### Records for processing ###

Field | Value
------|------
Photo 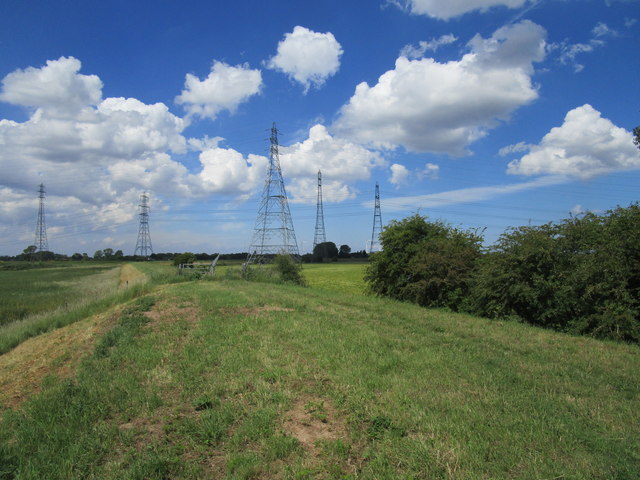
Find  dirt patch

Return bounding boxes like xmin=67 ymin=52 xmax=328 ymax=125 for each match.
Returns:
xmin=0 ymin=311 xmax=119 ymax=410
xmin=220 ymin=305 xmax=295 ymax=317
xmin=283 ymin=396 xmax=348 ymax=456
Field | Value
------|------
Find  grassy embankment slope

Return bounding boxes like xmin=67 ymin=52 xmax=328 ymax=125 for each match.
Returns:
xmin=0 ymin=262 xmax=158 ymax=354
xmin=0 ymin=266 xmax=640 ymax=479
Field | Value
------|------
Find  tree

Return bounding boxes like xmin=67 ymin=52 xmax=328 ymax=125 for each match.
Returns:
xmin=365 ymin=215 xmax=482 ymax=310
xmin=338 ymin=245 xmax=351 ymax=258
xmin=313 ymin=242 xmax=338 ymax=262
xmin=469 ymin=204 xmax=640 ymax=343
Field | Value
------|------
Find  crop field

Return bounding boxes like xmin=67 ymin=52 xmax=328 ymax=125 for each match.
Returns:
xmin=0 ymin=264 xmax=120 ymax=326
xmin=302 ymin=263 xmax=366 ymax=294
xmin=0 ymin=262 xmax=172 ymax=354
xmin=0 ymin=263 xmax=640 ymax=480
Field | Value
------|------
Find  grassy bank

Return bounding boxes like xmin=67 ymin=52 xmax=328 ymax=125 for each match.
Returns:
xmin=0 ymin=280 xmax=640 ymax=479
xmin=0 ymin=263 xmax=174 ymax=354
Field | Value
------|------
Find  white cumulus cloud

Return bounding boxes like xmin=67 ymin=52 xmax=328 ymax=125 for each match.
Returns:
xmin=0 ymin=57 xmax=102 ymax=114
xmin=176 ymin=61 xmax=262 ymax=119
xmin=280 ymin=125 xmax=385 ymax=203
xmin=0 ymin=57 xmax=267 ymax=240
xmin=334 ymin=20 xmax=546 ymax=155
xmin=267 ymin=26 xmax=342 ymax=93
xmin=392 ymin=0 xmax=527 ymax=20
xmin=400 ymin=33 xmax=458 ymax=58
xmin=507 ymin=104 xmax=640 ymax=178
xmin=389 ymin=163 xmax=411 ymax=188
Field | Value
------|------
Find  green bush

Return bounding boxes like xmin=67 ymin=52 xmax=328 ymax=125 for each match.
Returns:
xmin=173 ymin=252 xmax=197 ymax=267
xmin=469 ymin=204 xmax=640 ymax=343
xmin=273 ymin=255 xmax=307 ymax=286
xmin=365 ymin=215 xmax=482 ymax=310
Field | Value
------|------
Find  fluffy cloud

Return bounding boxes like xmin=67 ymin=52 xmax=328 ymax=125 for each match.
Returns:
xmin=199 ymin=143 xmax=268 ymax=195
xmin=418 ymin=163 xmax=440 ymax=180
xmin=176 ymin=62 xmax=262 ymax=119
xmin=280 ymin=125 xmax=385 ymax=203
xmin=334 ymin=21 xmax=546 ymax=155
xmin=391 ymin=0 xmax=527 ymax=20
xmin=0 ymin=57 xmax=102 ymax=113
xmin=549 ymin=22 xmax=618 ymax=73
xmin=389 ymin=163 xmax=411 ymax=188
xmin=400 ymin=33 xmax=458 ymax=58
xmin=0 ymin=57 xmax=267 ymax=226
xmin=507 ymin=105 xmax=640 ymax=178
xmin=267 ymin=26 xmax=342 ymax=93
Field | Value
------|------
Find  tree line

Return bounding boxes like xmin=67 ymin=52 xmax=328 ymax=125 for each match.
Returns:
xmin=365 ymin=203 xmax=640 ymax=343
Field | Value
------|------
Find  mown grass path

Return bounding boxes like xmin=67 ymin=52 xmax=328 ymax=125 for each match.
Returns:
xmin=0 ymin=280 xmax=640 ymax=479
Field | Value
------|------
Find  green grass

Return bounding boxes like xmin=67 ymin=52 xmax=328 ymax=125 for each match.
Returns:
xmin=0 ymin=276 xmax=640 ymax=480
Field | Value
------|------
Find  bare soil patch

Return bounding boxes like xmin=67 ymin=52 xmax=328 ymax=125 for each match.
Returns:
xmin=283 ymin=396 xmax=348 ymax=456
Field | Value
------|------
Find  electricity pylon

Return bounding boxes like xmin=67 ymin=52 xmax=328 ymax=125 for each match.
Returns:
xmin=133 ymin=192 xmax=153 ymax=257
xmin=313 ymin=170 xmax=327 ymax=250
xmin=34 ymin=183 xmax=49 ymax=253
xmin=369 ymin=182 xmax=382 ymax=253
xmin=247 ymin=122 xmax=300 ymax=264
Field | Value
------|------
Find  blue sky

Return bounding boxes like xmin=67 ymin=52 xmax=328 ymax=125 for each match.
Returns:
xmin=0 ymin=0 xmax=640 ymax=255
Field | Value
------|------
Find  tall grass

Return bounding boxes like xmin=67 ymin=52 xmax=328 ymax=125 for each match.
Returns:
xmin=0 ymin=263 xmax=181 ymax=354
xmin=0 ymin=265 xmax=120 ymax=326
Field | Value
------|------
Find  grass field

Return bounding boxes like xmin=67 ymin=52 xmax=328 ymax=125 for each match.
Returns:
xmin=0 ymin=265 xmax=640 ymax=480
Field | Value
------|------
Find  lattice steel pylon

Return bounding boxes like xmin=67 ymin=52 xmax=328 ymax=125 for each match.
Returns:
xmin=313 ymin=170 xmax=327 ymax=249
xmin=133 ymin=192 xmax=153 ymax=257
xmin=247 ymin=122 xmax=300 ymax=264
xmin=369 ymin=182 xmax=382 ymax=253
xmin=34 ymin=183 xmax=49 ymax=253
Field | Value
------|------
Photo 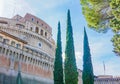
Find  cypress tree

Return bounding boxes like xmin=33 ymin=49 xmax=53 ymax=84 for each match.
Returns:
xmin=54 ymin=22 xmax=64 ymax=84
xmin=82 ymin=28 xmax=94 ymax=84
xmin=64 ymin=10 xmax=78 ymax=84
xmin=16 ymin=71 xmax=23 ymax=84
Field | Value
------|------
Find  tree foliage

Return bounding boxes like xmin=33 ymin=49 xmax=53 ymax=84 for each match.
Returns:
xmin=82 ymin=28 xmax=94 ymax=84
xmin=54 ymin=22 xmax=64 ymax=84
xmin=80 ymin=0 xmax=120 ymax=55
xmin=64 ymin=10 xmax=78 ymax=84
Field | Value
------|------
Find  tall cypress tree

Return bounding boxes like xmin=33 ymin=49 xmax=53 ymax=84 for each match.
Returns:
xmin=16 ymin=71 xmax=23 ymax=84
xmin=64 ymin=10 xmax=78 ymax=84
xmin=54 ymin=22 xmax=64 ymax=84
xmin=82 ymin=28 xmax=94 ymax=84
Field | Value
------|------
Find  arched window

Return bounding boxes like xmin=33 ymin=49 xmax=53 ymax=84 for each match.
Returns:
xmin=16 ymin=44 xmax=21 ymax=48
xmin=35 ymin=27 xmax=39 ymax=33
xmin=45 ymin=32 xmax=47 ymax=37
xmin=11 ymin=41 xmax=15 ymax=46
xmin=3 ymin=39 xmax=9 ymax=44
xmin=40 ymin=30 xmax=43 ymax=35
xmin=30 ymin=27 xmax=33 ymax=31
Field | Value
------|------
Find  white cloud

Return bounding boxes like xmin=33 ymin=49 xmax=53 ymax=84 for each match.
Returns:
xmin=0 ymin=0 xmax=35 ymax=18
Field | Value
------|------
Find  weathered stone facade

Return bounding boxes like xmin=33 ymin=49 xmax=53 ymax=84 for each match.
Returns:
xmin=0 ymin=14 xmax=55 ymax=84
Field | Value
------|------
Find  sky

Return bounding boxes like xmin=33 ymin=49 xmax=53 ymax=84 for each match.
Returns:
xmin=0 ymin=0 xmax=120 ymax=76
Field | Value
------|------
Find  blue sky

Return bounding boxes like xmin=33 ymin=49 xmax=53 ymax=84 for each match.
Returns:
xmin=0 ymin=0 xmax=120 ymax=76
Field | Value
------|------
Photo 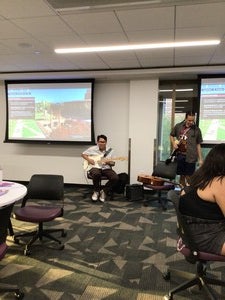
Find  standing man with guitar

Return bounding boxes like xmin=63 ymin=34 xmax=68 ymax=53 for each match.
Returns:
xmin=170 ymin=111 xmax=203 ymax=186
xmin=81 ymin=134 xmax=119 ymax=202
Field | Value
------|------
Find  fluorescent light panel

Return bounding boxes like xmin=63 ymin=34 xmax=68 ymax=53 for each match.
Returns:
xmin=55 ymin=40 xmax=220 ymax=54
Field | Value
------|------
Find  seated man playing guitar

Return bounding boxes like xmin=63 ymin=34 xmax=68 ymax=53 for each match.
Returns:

###

■ **Exercise**: Locate every line of the rows above that contains the word "white", and copy each one out. Matching is case-sensitive.

■ **Output below**:
Find  white cumulus cloud
Find  white cloud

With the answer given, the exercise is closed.